▶ _Request_
Go through the entries below and pull out every line containing the word "objects", copying each such line in full.

▶ _Source material_
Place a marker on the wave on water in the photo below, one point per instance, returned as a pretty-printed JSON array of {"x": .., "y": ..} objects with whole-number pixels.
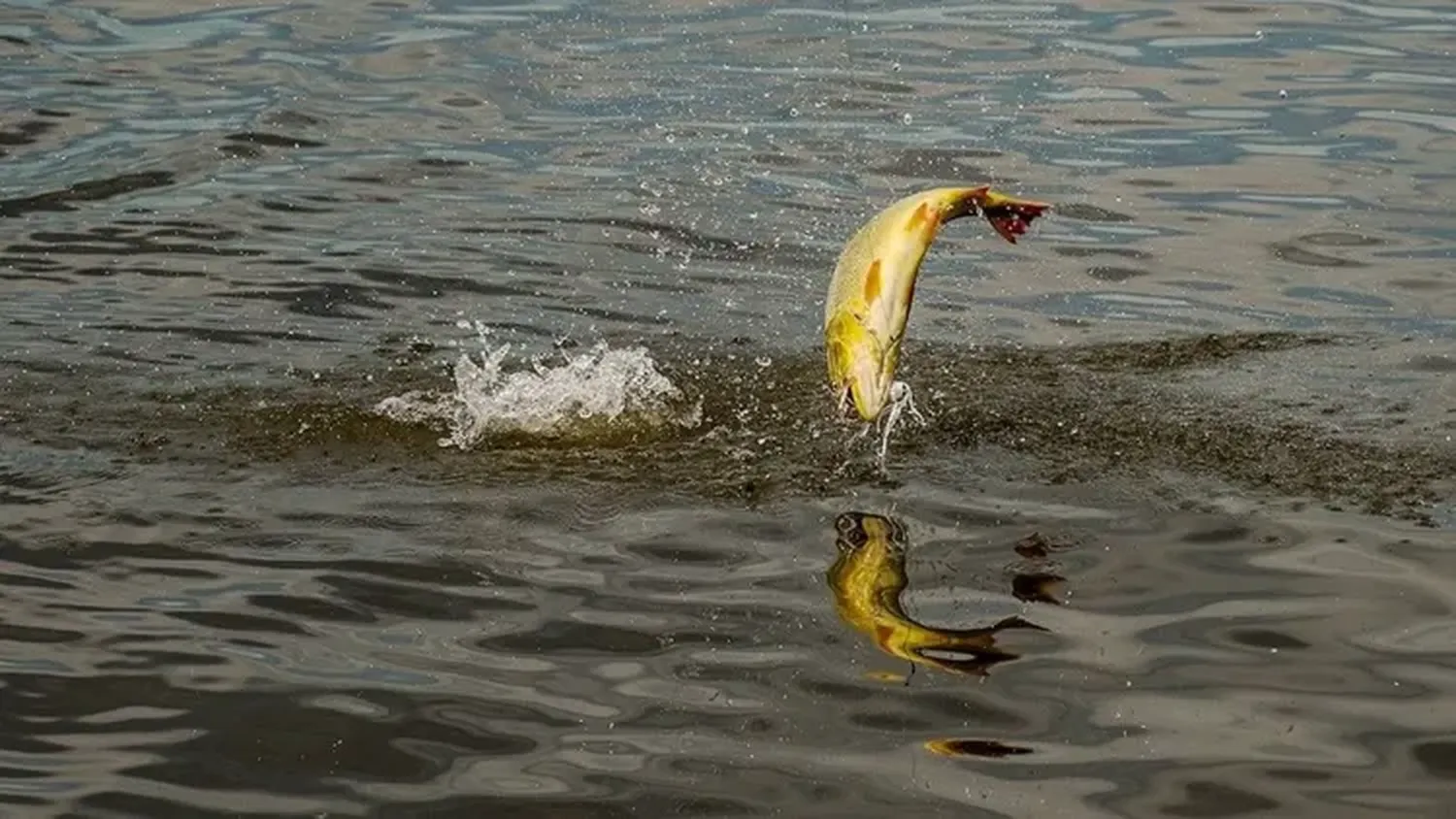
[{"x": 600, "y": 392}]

--

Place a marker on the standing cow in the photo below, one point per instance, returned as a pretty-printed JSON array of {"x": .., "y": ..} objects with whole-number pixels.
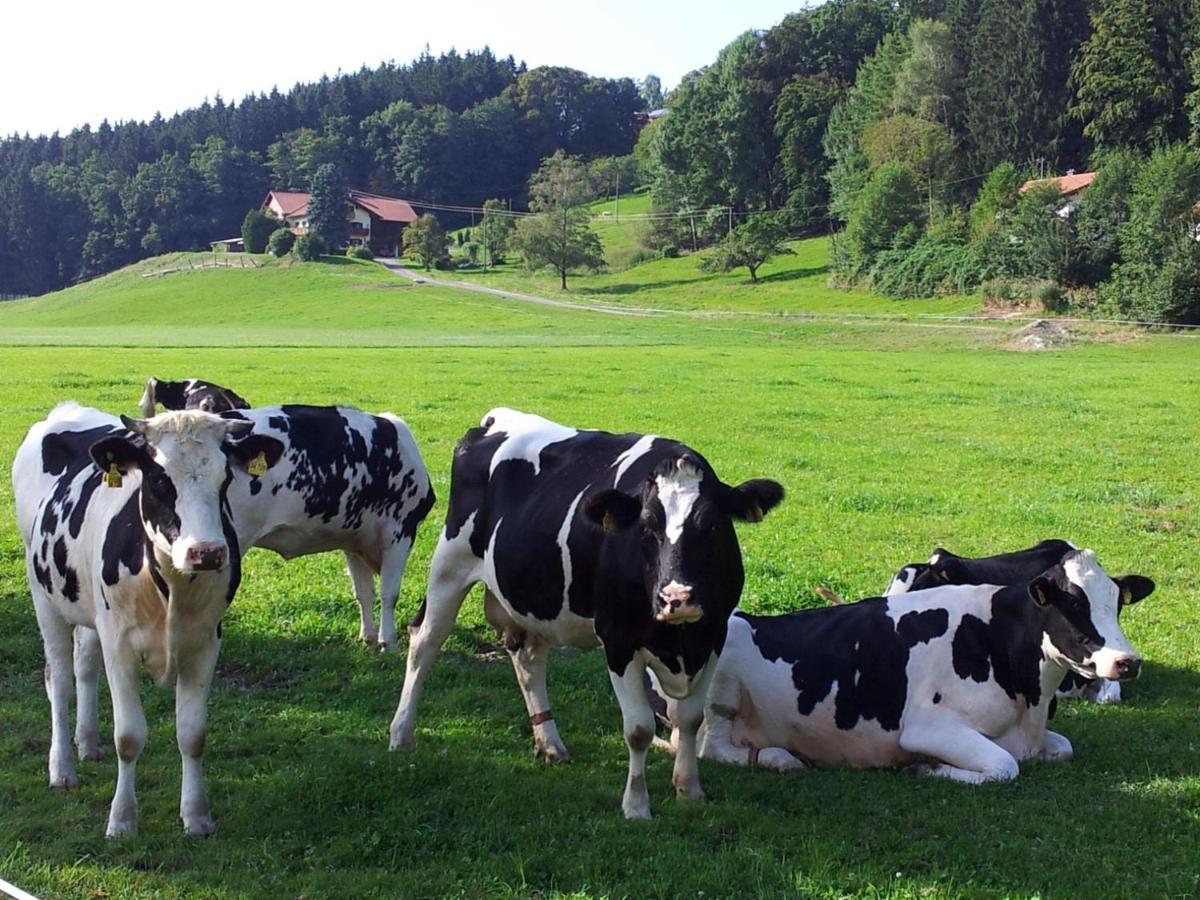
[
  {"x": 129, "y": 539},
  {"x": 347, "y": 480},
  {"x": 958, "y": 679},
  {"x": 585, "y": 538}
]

▶ _Solved exercise_
Place a marker on the wave on water in the photo below, one point per instance, returned as a pretty-printed JSON array of {"x": .., "y": ..} objects with whole-number pixels.
Place a marker on the standing cow in the photo below, one point per instance, returned as a pretty-printed JSON array of {"x": .., "y": ..} objects with whole-number pixels.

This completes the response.